Goal:
Scale up the point coordinates in the answers to all the lines below by 2.5, rounding to whole numbers with halves going up, and write out every line again with its request. Keep the numbers in the requests and their sample formats as they are, and leave the pictures out.

****************

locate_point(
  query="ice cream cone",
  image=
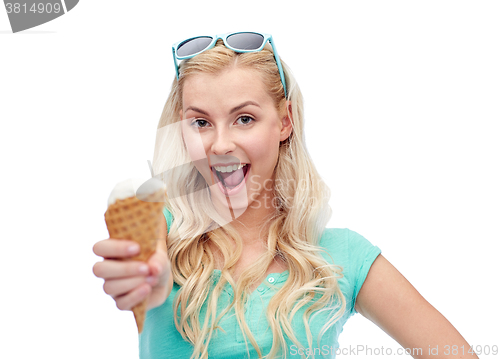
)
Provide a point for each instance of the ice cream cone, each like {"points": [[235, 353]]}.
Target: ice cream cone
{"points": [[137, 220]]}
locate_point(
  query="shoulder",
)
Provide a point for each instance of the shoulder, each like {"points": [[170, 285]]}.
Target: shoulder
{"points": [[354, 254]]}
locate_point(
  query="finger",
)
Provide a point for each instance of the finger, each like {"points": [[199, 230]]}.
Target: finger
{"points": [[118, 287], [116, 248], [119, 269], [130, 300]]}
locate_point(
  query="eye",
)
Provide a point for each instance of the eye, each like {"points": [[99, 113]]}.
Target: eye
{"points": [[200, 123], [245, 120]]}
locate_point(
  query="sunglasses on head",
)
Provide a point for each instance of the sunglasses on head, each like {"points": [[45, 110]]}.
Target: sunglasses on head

****************

Full output:
locate_point(
  query="ice cream cone",
  image=
)
Provide a point for each instance of the ice cream cone, each like {"points": [[235, 353]]}.
Target: ice cream cone
{"points": [[343, 550]]}
locate_point(
  query="shoulder",
)
Provide a point for each instance of the shoulder, each like {"points": [[170, 285]]}.
Target: shoulder
{"points": [[885, 635]]}
locate_point(
  query="finger",
)
Provide a point for each instance of the finger, each like {"points": [[199, 230]]}.
Target: finger
{"points": [[295, 718], [290, 620], [298, 673], [325, 750]]}
locate_point(
  query="eye",
)
Provide a point for each instance of the eye, each like {"points": [[99, 113]]}.
Target: eye
{"points": [[500, 308], [613, 300]]}
locate_point(
  query="sunglasses on head",
)
Provide a point for each instance of the sunglasses on head, each like {"points": [[45, 110]]}.
Target: sunglasses on head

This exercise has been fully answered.